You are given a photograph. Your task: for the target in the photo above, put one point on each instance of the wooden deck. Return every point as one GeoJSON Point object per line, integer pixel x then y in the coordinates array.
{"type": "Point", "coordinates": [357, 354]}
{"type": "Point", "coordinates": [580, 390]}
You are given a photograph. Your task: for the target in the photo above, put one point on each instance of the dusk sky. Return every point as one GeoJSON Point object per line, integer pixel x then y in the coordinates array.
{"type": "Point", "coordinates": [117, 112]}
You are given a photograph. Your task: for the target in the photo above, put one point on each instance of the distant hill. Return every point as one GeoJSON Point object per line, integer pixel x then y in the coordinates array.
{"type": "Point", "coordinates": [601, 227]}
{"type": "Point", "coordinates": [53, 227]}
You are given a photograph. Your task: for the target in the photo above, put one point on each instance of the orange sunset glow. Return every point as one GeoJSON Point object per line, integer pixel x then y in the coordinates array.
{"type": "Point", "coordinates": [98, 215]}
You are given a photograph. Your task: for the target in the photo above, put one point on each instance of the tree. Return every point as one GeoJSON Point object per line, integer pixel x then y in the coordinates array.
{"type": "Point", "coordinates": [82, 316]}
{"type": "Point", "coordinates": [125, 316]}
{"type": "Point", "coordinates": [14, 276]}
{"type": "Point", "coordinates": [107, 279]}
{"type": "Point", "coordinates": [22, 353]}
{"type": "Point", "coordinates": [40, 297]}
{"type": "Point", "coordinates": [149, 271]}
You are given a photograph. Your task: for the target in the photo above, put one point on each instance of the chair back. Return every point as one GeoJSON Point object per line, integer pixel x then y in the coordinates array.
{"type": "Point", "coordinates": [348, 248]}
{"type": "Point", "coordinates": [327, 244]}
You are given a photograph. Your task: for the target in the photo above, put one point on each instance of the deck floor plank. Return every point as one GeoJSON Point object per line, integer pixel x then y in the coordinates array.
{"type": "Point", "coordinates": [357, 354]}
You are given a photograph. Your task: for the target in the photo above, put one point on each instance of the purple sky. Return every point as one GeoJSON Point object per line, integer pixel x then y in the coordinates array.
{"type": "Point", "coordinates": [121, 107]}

- - -

### Your instructions
Output the records above as a two-column CSV with the headers record and answer, one row per record, starting at the line containing "of the purple" and ending at the end of the records. Put the record's text and its answer each in a single quoted field, with line breaks changed to spaces.

### Answer to this problem
record,answer
"You are given a photograph. Your task: for the target in the photo above, put one point on each instance of the purple sky. Return every point as one GeoJSON Point object per line, integer pixel x then y in the coordinates array.","{""type"": ""Point"", ""coordinates"": [121, 107]}"